▸ **Required task**
Reproduce word for word the stretch of the sparse data frame notebook below from "Pandas dataframes support" through "np.random.seed(12345)".

▸ **Text to read**

In [1]:
import numpy as np
import pandas as pd
import tempfile

from scipy.sparse import random

In [2]:
from ratschlab_common.io import sparse_df

Example for the usage of `sparse_df`.

Pandas dataframes support working with sparse data, however, the support for storing such dataframes on disk seems limited. That is where `ratschlab_common.io.sparse_df` comes in, supporting the storage of sparse data frames into HDF5 files. There, the set of sparse columns of a dataframe are stored as [COO matrix](https://docs.scipy.org/doc/scipy/reference/generated/scipy.sparse.coo_matrix.html).

## Generate Random Sparse Data Frame

In [3]:
cols = 100
rows = 100_000

column_names = [ f"col{i}" for i in range(cols)]
row_names =  [ f"myrow{i}" for i in range(rows)]

In [4]:
# generating random sparse matrix
np.random.seed(12345)
data_sparse = random(rows, cols, density=0.0001)

In [5]:
data_sparse

<100000x100 sparse matrix of type '<class 'numpy.float64'>'
	with 1000 stored elements in COOrdinate format>

In [6]:
df = pd.DataFrame.sparse.from_spmatrix(data_sparse, columns=column_names)

In [7]:
df['key'] = row_names
# reordering columsn, s.t. 'key' col is first
df = df[df.columns.to_list()[-1:] + df.columns.to_list()[:-1]]

In [8]:
df.info(memory_usage='deep')

<class 'pandas.core.frame.DataFrame'>
RangeIndex: 100000 entries, 0 to 99999
Columns: 101 entries, key to col99
dtypes: Sparse[float64, 0.0](100), object(1)
memory usage: 6.4 MB


In [9]:
# approximate memory [MB] it would take as a dense data frame
cols*rows*8 / 1024**2

76.2939453125

## Writing Sparse Data Frame to Disk

In [10]:
path = tempfile.NamedTemporaryFile().name
sparse_df.to_hdf(df, path)



## Reading Back

In [11]:
my_df = sparse_df.read_hdf(path)

In [12]:
my_df.info(memory_usage='deep')

<class 'pandas.core.frame.DataFrame'>
RangeIndex: 100000 entries, 0 to 99999
Columns: 101 entries, key to col99
dtypes: Sparse[float64, 0.0](100), object(1)
memory usage: 6.4 MB

▸ **Items**
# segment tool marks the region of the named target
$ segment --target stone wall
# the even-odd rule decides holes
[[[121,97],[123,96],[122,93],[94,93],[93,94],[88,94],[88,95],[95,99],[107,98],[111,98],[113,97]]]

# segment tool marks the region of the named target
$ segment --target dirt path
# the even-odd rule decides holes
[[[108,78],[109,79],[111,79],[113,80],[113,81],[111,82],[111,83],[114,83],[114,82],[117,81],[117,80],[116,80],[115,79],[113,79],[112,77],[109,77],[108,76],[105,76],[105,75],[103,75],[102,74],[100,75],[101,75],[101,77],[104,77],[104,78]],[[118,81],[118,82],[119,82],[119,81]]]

▸ **Exercise response**
Pandas dataframes support working with sparse data, however, the support for storing such dataframes on disk seems limited. That is where `ratschlab_common.io.sparse_df` comes in, supporting the storage of sparse data frames into HDF5 files. There, the set of sparse columns of a dataframe are stored as [COO matrix](https://docs.scipy.org/doc/scipy/reference/generated/scipy.sparse.coo_matrix.html).

## Generate Random Sparse Data Frame

In [3]:
cols = 100
rows = 100_000

column_names = [ f"col{i}" for i in range(cols)]
row_names =  [ f"myrow{i}" for i in range(rows)]

In [4]:
# generating random sparse matrix
np.random.seed(12345)